Exercise: An exact transcription of the entries is required, with none of the pictures carried over.

(Image point grounding data)
───

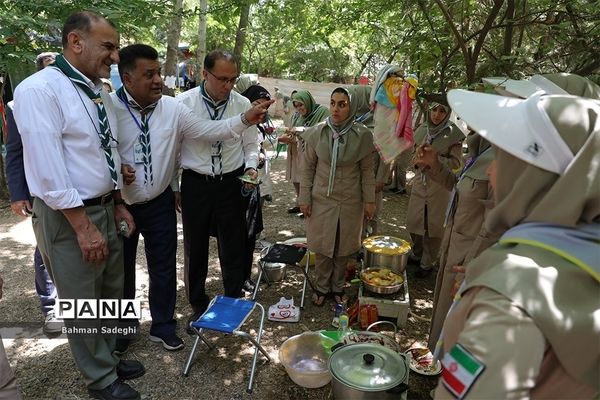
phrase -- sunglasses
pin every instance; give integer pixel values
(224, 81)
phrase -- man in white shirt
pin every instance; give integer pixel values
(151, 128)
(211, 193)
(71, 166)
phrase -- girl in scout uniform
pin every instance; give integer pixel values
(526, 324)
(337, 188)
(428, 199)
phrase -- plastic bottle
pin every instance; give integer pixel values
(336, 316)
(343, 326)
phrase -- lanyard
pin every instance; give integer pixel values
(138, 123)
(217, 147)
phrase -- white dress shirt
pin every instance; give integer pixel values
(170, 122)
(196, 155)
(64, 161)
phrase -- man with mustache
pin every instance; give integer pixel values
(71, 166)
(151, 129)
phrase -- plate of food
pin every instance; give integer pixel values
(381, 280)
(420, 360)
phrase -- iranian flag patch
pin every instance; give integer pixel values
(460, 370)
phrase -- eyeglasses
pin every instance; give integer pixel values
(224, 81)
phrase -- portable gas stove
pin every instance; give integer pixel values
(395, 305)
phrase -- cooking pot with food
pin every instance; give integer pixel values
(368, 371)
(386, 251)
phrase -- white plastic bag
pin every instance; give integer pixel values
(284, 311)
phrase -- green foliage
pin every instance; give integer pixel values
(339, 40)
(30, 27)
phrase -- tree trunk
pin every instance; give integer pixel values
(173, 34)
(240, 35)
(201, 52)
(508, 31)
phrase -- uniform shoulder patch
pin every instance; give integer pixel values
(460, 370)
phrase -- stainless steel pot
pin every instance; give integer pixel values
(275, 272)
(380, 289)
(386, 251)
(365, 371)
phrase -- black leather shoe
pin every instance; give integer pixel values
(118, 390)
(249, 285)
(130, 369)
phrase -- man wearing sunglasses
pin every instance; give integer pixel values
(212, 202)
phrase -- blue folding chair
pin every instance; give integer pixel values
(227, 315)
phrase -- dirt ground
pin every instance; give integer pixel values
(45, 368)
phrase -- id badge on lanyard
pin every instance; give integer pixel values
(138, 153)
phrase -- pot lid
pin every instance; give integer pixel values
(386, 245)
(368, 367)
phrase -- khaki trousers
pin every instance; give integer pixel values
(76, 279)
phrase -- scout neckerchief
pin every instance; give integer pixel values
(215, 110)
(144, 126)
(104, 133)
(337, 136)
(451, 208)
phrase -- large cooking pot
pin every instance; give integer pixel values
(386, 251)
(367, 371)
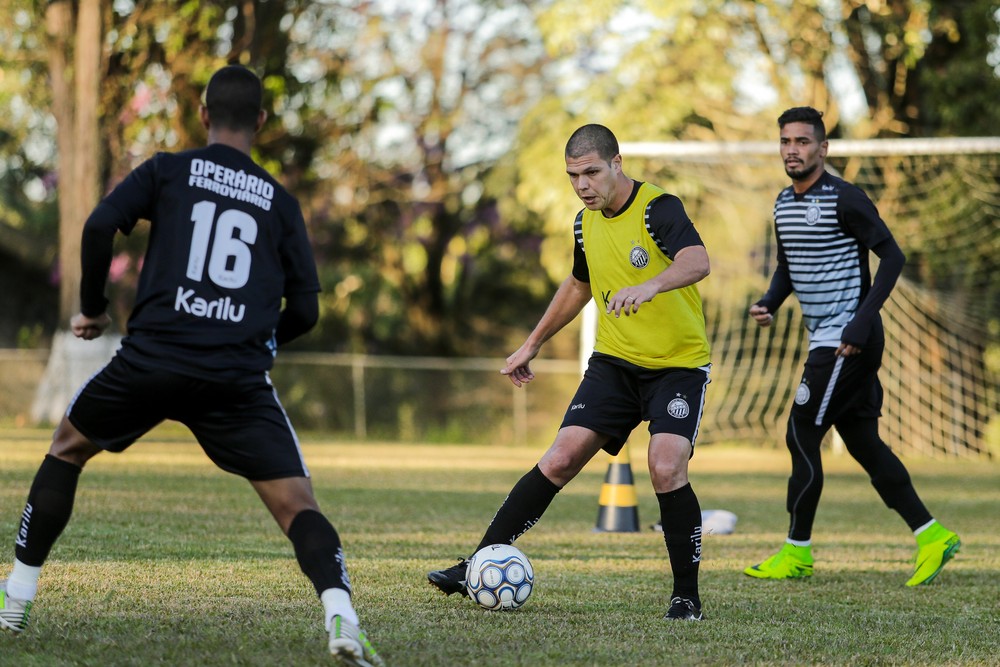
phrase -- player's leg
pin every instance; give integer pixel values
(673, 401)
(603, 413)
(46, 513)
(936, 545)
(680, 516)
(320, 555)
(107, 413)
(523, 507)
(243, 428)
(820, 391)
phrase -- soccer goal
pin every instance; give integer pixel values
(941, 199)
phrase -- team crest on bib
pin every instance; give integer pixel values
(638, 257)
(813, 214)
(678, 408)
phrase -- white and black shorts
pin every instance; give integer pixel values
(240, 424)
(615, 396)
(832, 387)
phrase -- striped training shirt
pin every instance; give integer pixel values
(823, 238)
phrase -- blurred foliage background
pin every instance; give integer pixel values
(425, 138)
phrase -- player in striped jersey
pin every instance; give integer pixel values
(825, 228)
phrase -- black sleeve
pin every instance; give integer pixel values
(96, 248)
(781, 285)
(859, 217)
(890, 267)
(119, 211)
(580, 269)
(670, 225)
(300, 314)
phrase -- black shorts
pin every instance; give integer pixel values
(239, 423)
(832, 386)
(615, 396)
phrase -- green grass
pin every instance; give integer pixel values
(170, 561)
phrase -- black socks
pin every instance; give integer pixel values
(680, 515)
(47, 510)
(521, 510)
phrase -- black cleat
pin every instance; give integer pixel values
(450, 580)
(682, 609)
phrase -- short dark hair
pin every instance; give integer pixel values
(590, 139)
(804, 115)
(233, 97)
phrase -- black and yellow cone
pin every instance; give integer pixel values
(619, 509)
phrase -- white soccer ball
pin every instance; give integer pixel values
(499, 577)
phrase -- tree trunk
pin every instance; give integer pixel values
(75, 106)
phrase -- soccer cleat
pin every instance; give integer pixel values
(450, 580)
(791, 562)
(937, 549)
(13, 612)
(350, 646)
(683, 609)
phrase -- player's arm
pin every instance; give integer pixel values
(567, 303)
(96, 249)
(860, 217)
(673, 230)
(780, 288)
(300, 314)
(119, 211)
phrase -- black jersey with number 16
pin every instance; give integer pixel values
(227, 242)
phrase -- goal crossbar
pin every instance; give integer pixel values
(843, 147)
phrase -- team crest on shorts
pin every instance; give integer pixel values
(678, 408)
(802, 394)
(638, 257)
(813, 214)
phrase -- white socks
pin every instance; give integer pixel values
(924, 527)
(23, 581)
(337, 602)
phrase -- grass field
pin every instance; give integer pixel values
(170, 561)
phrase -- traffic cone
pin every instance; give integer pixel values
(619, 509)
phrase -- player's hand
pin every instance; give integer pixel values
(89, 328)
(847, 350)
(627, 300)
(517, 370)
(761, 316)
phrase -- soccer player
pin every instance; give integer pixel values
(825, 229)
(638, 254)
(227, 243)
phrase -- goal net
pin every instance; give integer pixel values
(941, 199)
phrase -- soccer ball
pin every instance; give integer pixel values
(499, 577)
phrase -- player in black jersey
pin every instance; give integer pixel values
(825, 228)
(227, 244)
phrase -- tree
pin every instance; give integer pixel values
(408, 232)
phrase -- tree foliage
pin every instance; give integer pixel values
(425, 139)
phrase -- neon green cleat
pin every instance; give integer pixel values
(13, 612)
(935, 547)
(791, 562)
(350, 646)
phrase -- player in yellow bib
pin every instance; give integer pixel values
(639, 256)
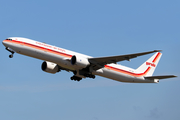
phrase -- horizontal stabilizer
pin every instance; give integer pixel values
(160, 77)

───

Exercise output:
phrase -- sunglasses
pin every instance; give integer pixel values
(224, 81)
phrase -- man in white shirt
pin every instance; give integer pixel values
(151, 128)
(211, 193)
(71, 166)
phrase -- girl in scout uniform
pin every instance; give integer pixel values
(526, 324)
(337, 188)
(428, 199)
phrase -- plastic bottle
pin every instance; give integer pixel values
(336, 316)
(343, 326)
phrase -- lanyard
pin every instance; give integer pixel values
(138, 123)
(217, 147)
phrase -- white dress shirt
pin every instance; give integer pixel values
(170, 122)
(196, 155)
(64, 161)
phrase -- man with mustache
pin every instance; give integer pixel values
(71, 166)
(151, 129)
phrase -- plate of food
pin every instance; give integer pixel values
(381, 280)
(420, 360)
phrase -- iranian flag patch
pin every instance; give integer pixel values
(460, 370)
phrase -- eyeglasses
pin every instance; give integer pixel values
(224, 81)
phrase -- portable gas stove
pin every instance; give integer pixel values
(395, 305)
phrase -- cooking pot with food
pin every instance; give integer pixel values
(368, 371)
(386, 251)
phrase -- white plastic bag
pin every instance; give integer pixel values
(284, 311)
phrase -- green foliage
pin every instance; give integer pixel values
(339, 40)
(30, 27)
phrase -- tree trunk
pin every instance; give integer pixel values
(173, 34)
(240, 35)
(201, 52)
(508, 31)
phrase -- uniform shoulder patch
pin every instance; give integer pixel values
(460, 370)
phrase -- stainless steel pot
pin every instance; give integer pixel values
(275, 272)
(380, 289)
(386, 251)
(365, 371)
phrase -- black leather shoe
pin every instance; give integer pixel values
(118, 390)
(249, 285)
(130, 369)
phrase -- man wearing sunglasses
pin every instance; give integer pixel values
(212, 202)
phrase -- blue folding chair
pin every instance; give integer pixel values
(227, 315)
phrase -- dirt ground
pin every instance; give integer pixel values
(45, 368)
phrase -- id badge on lanyard
pin every instance; give integer pixel values
(138, 153)
phrase -- pot lid
pin every instance; give integer pixel values
(386, 245)
(368, 367)
phrase -- khaki trousers
pin every instance; give integer pixel values
(76, 279)
phrase -- scout neckerchief
pin every instance; give integer pixel values
(215, 110)
(144, 126)
(104, 133)
(337, 136)
(451, 208)
phrase -- large cooking pot
pin every instance; give integer pixel values
(386, 251)
(367, 371)
phrase -- player's leg
pin every instance; give integer pixel values
(673, 401)
(603, 413)
(46, 513)
(936, 545)
(680, 516)
(320, 555)
(107, 413)
(523, 507)
(243, 428)
(820, 391)
phrase -- soccer goal
pin every instance; give integer pixel values
(941, 199)
phrase -- team crest on bib
pin every instance; give integer pixel values
(638, 257)
(813, 214)
(678, 408)
phrase -- white and black shorts
pin every instance; give integer pixel values
(240, 424)
(615, 396)
(832, 387)
phrase -- striped training shirt
pin every instance; give integer pixel values
(823, 238)
phrase -- blurred foliage background
pin every instance; give integer pixel values
(425, 138)
phrase -- player in striped jersey
pin every instance; give integer pixel values
(825, 228)
phrase -- black sleeve
pin every instance; give integer pixel values
(96, 248)
(781, 285)
(859, 217)
(890, 267)
(119, 211)
(580, 269)
(670, 225)
(300, 314)
phrase -- black shorts
pin every instance; give integer pixel values
(239, 423)
(832, 386)
(615, 396)
phrase -- green grass
pin every instance; give integer pixel values
(170, 561)
phrase -- black socks
pin every instance; give integer pixel values
(680, 515)
(47, 510)
(521, 510)
phrase -- black cleat
pin every instance; give integer pixel values
(450, 580)
(682, 609)
phrase -- short dark hair
pin every instance; give integer pixel values
(590, 139)
(804, 115)
(233, 97)
phrase -- black and yellow cone
pin every instance; give integer pixel values
(619, 509)
phrase -- white soccer ball
pin every instance; give integer pixel values
(499, 577)
phrase -- tree trunk
pin every instance; give integer pixel values
(75, 106)
phrase -- soccer cleat
pin every instance; give integer pixel values
(450, 580)
(791, 562)
(937, 549)
(13, 612)
(350, 646)
(683, 609)
phrase -- player's arm
pin every instance; give integer pixel values
(567, 303)
(96, 249)
(860, 217)
(673, 230)
(780, 288)
(300, 314)
(119, 211)
phrase -- black jersey with number 16
pin every instance; give integer pixel values
(227, 242)
phrase -- goal crossbar
pin every instance; give integer pixel values
(843, 147)
phrase -- team crest on shorts
pin every instance; give integer pixel values
(678, 408)
(802, 394)
(638, 257)
(813, 214)
phrase -- white socks
pin every instance; give integer pixel values
(924, 527)
(23, 581)
(337, 602)
phrase -- grass field
pin every instance; give integer pixel values
(170, 561)
phrase -- traffic cone
pin every instance; give integer pixel values
(619, 509)
phrase -- player's hand
pin every instance; give integer pixel values
(89, 328)
(847, 350)
(627, 300)
(517, 370)
(761, 316)
phrase -- soccer player
pin every instance; give integer pixel values
(825, 229)
(638, 254)
(227, 243)
phrase -- goal net
pin every instance; give integer pixel values
(941, 199)
phrase -- soccer ball
pin every instance; give integer pixel values
(499, 577)
phrase -- player in black jersey
pin every instance; give integer pixel values
(825, 228)
(227, 244)
phrase -- tree
pin every instance; give integer pixel values
(408, 232)
phrase -- tree foliage
pin every instance; give integer pixel values
(425, 139)
phrase -- neon green cleat
pin every instance; give integer pixel values
(13, 612)
(935, 547)
(791, 562)
(350, 646)
phrase -- player in yellow bib
pin every instance; give integer pixel values
(639, 256)
phrase -- horizontal stabilizer
pin every instance; give integer pixel values
(160, 77)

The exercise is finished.